LISTA DE TAREAS:
1. Indica si cada una de las siguientes afirmaciones concuerda con el texto sobre Manuel Rojas: (a) la conversación en el bar tuvo lugar una mañana de 1972; (b) Manuel Rojas leyó El Aleph una sola vez ese día; (c) el bar se encontraba en la calle Huérfanos. Responde sí o no en cada caso y cita textualmente las palabras del texto que lo deciden.
2. Actualiza el texto sobre Manuel Rojas: escribe de nuevo todo el fragmento que va desde "Una mañana de" hasta "de bueyes perdidos." y reemplaza "café" por "mate".
3. Prolonga el texto sobre Manuel Rojas a partir de la última oración que aparece.

PASAJE SELECCIONADO:
==*==

MANUEL ROJAS, AMIGO Y MAESTRO INOLVIDABLE
El recuerdo que
guardo de Manuel Rojas es entrañable y de una sincera admiración que me lleva a
evocarlo y releerlo muy seguido porque su obra se mantiene vigente y es una
maravillosa aventura humana. Más bien parco y dueño de un sentido del humor
áspero e irónico, con opiniones concluyentes, a veces algo intolerantes, podía
aprobar o rechazar con idéntica decisión dibujando en su cara una sonrisa
pícara y desconcertante, nunca mal intencionada. Era su estilo y los que lo
conocimos así debimos aceptarlo.
Una mañana de 1972,
mientras compartíamos un café en un bar de la calle Huérfanos, le hablé de un
cuento de Borges, que me parece magistral; me refiero concretamente a El
Aleph. Manuel alzó los hombros y fingió indiferencia. Luego extravió su
mirada en la gente que transitaba por la peatonal, frunció el ceño y me respondió
de manera tajante: “Roberto, ya me tienes cansado por tu admiración hacia
Borges; hay que terminar con el culto a ese viajo conservador y reaccionario”.
Yo, desconcertado, cambié de tema y empecé a hablar de bueyes perdidos.
A la semana lo fui
a visitar a su casa y me recibió entusiasmado: “¡Mira, lo que lo que estoy
leyendo. Debo reconocer, que El Aleph de Borges es algo
genial. Hoy lo he leído un par de veces. No sé cómo agradecerte esa revelación,
muchacho!”.
Confieso que yo
quedé tan desconcertado como seguramente lo estuvo el bíblico Adán para el día
de la madre. En las páginas del libro se veían papelitos y anotaciones. Acto
seguido, Manuel alzó el libro que reposaba sobre una mesita y empezó a leer:
“La candente
mañana de febrero en que Beatriz Viterbo murió, después de una imperiosa agonía
que no se rebajó un solo instante ni al sentimentalismo ni al miedo, noté que
las carteleras de fierro de la Plaza Constitución habían renovado no sé qué
aviso de cigarrillos rubios; el hecho me dolió, pues comprendí que el incesante
y vasto universo ya se apartaba de ella y que ese cambio era el primero de una
serie infinita. Cambiará el universo pero yo no, pensé con melancólica vanidad;
alguna vez, lo sé, mi vana devoción la había exasperado; muerta yo podía
consagrarme a su memoria, sin esperanza, pero también sin humillación”...

==*==

ENTRADAS PROPORCIONADAS:

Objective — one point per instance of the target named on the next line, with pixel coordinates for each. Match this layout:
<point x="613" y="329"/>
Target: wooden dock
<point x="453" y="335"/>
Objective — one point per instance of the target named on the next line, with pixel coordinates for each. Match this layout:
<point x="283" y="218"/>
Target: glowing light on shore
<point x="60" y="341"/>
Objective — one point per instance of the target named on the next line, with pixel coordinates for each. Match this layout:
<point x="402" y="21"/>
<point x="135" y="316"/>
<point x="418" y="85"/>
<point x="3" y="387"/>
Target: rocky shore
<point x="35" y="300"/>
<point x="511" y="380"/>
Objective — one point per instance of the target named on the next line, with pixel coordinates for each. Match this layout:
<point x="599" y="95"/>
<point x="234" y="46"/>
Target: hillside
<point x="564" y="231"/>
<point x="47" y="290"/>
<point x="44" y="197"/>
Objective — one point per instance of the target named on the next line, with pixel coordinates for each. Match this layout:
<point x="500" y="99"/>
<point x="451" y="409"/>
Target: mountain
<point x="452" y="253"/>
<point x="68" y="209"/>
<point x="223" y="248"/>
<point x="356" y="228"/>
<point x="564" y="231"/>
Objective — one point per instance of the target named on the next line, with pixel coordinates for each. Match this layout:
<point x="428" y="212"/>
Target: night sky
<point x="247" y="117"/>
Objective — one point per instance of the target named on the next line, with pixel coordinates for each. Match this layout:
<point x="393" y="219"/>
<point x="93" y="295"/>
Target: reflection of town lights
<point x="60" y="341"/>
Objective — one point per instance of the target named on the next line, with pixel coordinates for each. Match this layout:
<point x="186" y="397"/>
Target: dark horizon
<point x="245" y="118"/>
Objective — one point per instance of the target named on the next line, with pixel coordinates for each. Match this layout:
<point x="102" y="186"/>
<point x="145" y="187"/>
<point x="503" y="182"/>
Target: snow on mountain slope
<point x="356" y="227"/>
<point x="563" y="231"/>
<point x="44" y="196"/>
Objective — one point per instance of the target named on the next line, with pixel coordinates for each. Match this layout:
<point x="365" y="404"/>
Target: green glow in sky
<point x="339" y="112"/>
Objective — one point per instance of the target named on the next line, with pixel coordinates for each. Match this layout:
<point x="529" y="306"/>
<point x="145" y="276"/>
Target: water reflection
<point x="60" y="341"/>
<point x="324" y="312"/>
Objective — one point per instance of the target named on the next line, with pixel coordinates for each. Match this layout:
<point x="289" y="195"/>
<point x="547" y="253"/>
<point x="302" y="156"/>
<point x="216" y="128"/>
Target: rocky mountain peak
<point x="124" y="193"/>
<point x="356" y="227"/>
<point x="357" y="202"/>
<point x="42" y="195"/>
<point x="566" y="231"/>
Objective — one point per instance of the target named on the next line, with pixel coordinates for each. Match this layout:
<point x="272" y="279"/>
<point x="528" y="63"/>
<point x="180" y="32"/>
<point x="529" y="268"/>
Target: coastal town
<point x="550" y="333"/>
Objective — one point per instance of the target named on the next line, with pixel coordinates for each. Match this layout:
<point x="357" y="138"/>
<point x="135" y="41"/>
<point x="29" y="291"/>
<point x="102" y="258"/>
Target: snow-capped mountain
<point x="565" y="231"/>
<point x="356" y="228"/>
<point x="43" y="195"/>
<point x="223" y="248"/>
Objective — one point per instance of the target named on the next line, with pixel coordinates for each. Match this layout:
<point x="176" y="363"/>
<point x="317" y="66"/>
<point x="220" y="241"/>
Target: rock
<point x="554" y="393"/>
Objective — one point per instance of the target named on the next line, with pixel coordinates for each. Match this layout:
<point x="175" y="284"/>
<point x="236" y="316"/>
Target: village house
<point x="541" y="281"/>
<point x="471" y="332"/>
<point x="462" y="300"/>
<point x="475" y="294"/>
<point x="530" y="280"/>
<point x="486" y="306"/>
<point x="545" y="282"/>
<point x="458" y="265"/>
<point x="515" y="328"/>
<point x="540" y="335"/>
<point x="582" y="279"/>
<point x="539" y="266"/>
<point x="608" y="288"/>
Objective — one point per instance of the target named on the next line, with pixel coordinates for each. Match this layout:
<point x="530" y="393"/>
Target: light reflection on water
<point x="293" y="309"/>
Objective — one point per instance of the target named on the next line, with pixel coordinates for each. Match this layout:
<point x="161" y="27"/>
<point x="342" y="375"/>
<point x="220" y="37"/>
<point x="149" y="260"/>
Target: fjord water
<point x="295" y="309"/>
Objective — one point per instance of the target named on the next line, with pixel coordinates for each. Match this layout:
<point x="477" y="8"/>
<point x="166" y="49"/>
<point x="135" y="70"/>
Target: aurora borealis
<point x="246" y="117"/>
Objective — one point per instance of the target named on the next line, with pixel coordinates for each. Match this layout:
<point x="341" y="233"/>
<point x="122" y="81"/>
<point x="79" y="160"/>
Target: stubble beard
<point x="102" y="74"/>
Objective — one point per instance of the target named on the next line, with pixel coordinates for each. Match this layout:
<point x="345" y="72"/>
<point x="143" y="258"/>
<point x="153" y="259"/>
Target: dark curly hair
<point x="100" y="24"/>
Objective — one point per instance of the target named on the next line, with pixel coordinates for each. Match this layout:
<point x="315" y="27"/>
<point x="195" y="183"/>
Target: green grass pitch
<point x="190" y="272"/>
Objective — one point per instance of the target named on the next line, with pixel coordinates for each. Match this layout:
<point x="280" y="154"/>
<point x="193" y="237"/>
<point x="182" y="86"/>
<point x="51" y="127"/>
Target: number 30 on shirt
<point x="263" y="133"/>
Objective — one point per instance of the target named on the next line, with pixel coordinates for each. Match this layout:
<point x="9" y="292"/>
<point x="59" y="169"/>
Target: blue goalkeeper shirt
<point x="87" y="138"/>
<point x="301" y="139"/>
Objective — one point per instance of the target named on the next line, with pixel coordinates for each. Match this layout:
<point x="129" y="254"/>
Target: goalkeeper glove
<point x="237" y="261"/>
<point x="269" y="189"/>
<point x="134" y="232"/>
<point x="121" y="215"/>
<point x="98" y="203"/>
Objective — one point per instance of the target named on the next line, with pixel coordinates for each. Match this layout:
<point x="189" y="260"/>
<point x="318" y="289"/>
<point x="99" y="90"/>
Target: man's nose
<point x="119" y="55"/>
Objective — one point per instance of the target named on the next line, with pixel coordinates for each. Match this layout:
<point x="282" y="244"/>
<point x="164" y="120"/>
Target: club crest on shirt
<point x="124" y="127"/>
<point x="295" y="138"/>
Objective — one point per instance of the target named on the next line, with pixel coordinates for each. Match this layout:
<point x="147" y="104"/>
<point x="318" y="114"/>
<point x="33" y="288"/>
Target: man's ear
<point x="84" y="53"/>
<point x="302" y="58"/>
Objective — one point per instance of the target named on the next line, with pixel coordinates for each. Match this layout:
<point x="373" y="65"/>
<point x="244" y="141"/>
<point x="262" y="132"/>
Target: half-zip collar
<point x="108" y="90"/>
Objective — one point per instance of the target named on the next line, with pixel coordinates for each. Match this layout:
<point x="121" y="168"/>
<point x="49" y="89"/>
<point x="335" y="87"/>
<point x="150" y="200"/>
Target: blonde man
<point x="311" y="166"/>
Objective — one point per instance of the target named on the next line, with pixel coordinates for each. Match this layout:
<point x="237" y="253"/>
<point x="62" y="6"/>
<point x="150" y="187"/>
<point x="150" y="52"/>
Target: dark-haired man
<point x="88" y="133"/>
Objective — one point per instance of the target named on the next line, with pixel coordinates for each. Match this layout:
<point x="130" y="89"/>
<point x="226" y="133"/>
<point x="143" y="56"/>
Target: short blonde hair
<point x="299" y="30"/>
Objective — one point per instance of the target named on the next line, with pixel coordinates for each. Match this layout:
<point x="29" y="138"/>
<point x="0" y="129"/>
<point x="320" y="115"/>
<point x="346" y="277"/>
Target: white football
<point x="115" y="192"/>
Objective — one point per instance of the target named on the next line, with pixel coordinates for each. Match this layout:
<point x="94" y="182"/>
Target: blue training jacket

==*==

CONJUNTO DE RESPUESTAS:
1.
(a) Sí: "Una mañana de 1972".
(b) No: "Hoy lo he leído un par de veces."
(c) Sí: "en un bar de la calle Huérfanos".

2.
Una mañana de 1972,
mientras compartíamos un mate en un bar de la calle Huérfanos, le hablé de un
cuento de Borges, que me parece magistral; me refiero concretamente a El
Aleph. Manuel alzó los hombros y fingió indiferencia. Luego extravió su
mirada en la gente que transitaba por la peatonal, frunció el ceño y me respondió
de manera tajante: “Roberto, ya me tienes cansado por tu admiración hacia
Borges; hay que terminar con el culto a ese viajo conservador y reaccionario”.
Yo, desconcertado, cambié de tema y empecé a hablar de bueyes perdidos.

3.
Leído ese párrafo
inicial, Manuel estrujó el libro contra su pecho y exclamó divertido y con
aprobación:
“¡No se puede
dejar de reconocer que tiene genio y que es indiscutiblemente uno de los
mejores poetas y narradores en nuestra lengua; es literario en cada frase. ¡Me
ganaste por nocaut, muchacho!”. Y volvió a leer ese comienzo imaginado por
Borges, que lo deslumbraba.
Manuel Rojas es el
autor de una de las mejores prosas que se han escrito en Chile; aunque resulta
extraño que un país que se jacta de sus poetas le cueste reconocer a sus
narradores, que son muchos y muy buenos. Pienso en Rafael Maluenda, Pedro
Prado, Isadora Aguirre y Joaquín Edwards Bello, y a la saga van los más
contemporáneos Jorge Edwards, Enrique Lafourcade, Alberto Fuget, Isabel
Allende, Roberto Bolaño, Antonio Avaria y Miguel de Loyola, y aún otros más
recientes y no menos talentosos.
Al que quiera
entrar en la biografía de Manuel Rojas, me adelanto a informar que nació en
Buenos Aires en 1896 (“Como hombre del siglo diecinueve, merezco todo el
respeto; sobre todo por mi derecho de jugar a dos puntas con mi doble
nacionalidad, que no cualquiera tiene”, bromeaba). Lo asistía toda la
razón, era del barrio de Parque de los Patricios, el sitio donde vino al mundo
en un caserón, que hasta hace cuatro o cinco décadas todavía existía y yo
visité con él; aunque se lo considera como un escritor chileno. En cuanto a la
explicación, no es nada complicada desde un punto de vista menos literario que
jurídico, pues la Constitución de Chile otorga la categoría de
chilenos a los hijos de progenitores del país nacidos en el extranjero, por el
solo hecho de la vecindad entre países. Ese fue el caso de Manuel Rojas
Sepúlveda, que le encantaba exhibir su doble nacionalidad, y se consideraba tan
ciudadano de este lado como del otro de la cordillera. “Si me apuran, hasta
puedo mostrar los papeles para que lo corroboren”, agregaba sonriendo.
Si uno recorre los
libros escritos por Manuel Rojas, fácilmente descubre que en las páginas de sus
textos hay una completa revelación del alma popular de chilenos y argentinos;
sea a través de ocurrentes anécdotas inmersas en los cuentos, o en las páginas
más maduras y sosegadas de sus novelas, y hasta en el aroma evocativo de
ciertos versos líricos que nos conmueven. “A Manuel -se lo escuché
decir a Neruda-, no se lo puede desconocer como poeta. Él no solo es
maestro indiscutido de los novelistas de Chile, sino también un poeta… ¡Y qué
poeta!”
Lo
mismo que un gusano que hilara su capullo,
hila
en la rueca tuya tu sentir interior.
He
pensado que el hombre debe crear lo suyo
como
la mariposa sus alas de color.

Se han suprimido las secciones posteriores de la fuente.